KUTIPAN TEKS.
※
13 (3) Seorang Bhikkhu

“Para bhikkhu, ada tiga jenis individu ini terdapat di dunia. Apakah tiga ini? Seorang yang tanpa pengharapan, seorang yang penuh dengan pengharapan, dan seorang yang telah mengatasi pengharapan.

(1) “Dan apakah, para bhikkhu, orang yang tanpa pengharapan? Di sini, seorang terlahir kembali dalam keluarga rendah – sebuah keluarga caṇḍāla, pekerja bambu, pemburu, pembuat kereta, atau pemungut bunga - seorang yang miskin, dengan sedikit makanan dan minuman, yang bertahan dengan susah-payah, di mana makanan dan pakaian diperoleh dengan susah-payah; dan ia berpenampilan buruk, tidak menarik untuk dilihat, cebol, dengan banyak penyakit: buta, timpang, pincang, atau lumpuh. Ia tidak memperoleh makanan, minuman, pakaian, dan kendaraan; kalung-kalung bunga, wewangian, dan salep; tempat tidur, tempat tinggal, dan penerangan. Ia mendengar: ‘Para khattiya telah menobatkan khattiya itu.’ Ia tidak berpikir: ‘Kapankah para khattiya menobatkan aku juga?’ Ini disebut orang tanpa pengharapan.

[Kitab Komentar : Ini semuanya dianggap sebagai pekerjaan rendah yang hanya sesuai bagi kelompok sosial terendah. Kaum caṇḍāla adalah komunitas yang paling hina.]

(2) “Dan apakah orang yang penuh pengharapan? [108] Di sini, putra sulung dari seorang raja khattiya yang sah, seorang yang pasti dinobatkan tetapi masih belum dinobatkan, telah mencapai ketidak-goyahan. Ia mendengar: ‘Para khattiya telah menobatkan khattiya itu.’ Ia berpikir: ‘Kapankah para khattiya menobatkan aku juga?’ Ini disebut orang yang penuh pengharapan.

[Kitab Komentar : Ketika yang tertua – seorang yang seharusnya dinobatkan tetapi masih belum dinobatkan – masih bayi, maka ia tidak memiliki keinginan untuk dinobatkan. Tetapi ketika ia mencapai usia enam belas dan janggutnya mulai tumbuh, ia disebut ‘seorang yang telah mencapai ketidak-goyahan.’ Ia mampu memerintah suatu wilayah yang luas, oleh karena itu (Sang Buddha) mengatakan ‘seorang yang telah mencapai ketidak-goyahan.’]

(3) “Dan apakah orang yang telah mengatasi pengharapan? Di sini, seorang raja khattiya yang sah mendengar: ‘Khattiya itu telah dinobatkan oleh para khattiya.’ Ia tidak berpikir: ‘Kapankah para khattiya menobatkan aku juga?’ Karena alasan apakah? Karena pengharapan masa lalunya agar dinobatkan telah memudar ketika ia dinobatkan. Ini disebut orang yang telah mengatasi pengharapan.

“Ini adalah ketiga jenis individu itu yang terdapat di dunia ini.
※
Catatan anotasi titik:
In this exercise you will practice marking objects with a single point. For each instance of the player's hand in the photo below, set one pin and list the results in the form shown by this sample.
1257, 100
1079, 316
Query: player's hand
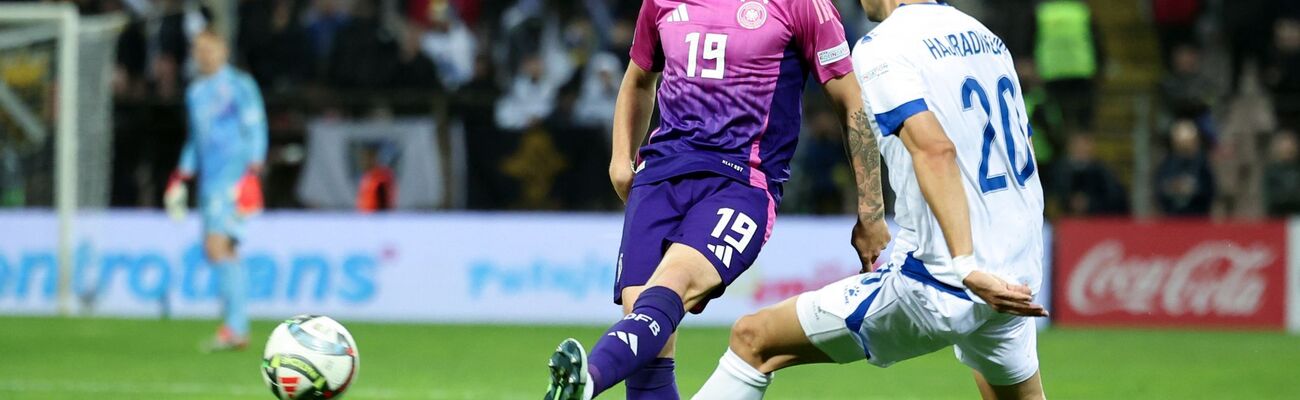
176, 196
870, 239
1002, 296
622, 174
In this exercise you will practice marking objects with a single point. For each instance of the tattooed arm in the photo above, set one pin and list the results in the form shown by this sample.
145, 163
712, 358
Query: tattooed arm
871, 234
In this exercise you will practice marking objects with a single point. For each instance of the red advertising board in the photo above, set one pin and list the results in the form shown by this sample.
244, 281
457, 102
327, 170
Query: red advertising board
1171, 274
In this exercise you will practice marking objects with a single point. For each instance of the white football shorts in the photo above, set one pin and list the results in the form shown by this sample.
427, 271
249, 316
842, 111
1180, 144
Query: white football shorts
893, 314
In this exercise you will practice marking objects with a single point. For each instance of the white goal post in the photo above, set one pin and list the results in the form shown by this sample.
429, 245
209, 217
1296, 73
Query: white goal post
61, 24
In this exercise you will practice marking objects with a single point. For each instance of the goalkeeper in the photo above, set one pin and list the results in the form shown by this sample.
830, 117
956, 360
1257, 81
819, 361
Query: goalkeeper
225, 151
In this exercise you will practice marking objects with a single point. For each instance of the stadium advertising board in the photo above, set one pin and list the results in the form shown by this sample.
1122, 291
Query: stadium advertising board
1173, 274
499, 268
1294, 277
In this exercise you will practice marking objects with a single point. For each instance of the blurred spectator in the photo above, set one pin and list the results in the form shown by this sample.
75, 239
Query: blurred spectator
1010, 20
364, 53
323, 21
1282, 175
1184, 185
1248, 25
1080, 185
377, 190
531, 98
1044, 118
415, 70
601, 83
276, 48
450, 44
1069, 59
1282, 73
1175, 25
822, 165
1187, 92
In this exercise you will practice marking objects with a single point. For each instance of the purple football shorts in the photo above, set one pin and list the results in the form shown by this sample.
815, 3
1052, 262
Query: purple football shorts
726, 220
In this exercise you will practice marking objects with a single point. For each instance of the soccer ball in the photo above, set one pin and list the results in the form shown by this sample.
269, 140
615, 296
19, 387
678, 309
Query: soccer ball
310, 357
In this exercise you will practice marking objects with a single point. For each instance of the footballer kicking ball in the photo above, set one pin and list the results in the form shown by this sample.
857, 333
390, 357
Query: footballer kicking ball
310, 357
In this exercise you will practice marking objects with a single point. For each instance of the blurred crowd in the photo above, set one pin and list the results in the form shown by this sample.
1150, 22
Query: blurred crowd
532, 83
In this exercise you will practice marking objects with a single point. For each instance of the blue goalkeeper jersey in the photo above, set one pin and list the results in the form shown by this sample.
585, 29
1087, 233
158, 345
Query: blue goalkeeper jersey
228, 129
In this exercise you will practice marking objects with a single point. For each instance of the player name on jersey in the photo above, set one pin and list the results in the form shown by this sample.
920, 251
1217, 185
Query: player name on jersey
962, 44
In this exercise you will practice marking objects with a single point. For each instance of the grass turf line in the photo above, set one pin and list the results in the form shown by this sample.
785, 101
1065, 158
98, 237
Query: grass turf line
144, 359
※
TUGAS YANG DIMINTA 1. Menurut kitab komentar dalam kutipan tentang tiga jenis individu, kapan putra sulung raja disebut "seorang yang telah mencapai ketidak-goyahan"?
TUGAS YANG DIMINTA 2. Keluarkan bagian entri yang dimulai dari baris yang memuat "of the footballer" hingga akhir entri sebagai daftar JSON berisi string, satu untuk tiap baris, tanpa baris kosong.

JAWABAN YANG BENAR 1. Ketika ia mencapai usia enam belas dan janggutnya mulai tumbuh.

JAWABAN YANG BENAR 2.
[
  "In this exercise you will practice marking objects with a single point. For each instance of the footballer kicking ball in the photo above, set one pin and list the results in the form shown by this sample.",
  "857, 333",
  "390, 357",
  "Query: footballer kicking ball",
  "310, 357",
  "In this exercise you will practice marking objects with a single point. For each instance of the blurred crowd in the photo above, set one pin and list the results in the form shown by this sample.",
  "1150, 22",
  "Query: blurred crowd",
  "532, 83",
  "In this exercise you will practice marking objects with a single point. For each instance of the blue goalkeeper jersey in the photo above, set one pin and list the results in the form shown by this sample.",
  "585, 29",
  "1087, 233",
  "158, 345",
  "Query: blue goalkeeper jersey",
  "228, 129",
  "In this exercise you will practice marking objects with a single point. For each instance of the player name on jersey in the photo above, set one pin and list the results in the form shown by this sample.",
  "920, 251",
  "1217, 185",
  "Query: player name on jersey",
  "962, 44",
  "In this exercise you will practice marking objects with a single point. For each instance of the grass turf line in the photo above, set one pin and list the results in the form shown by this sample.",
  "785, 101",
  "1065, 158",
  "98, 237",
  "Query: grass turf line",
  "144, 359"
]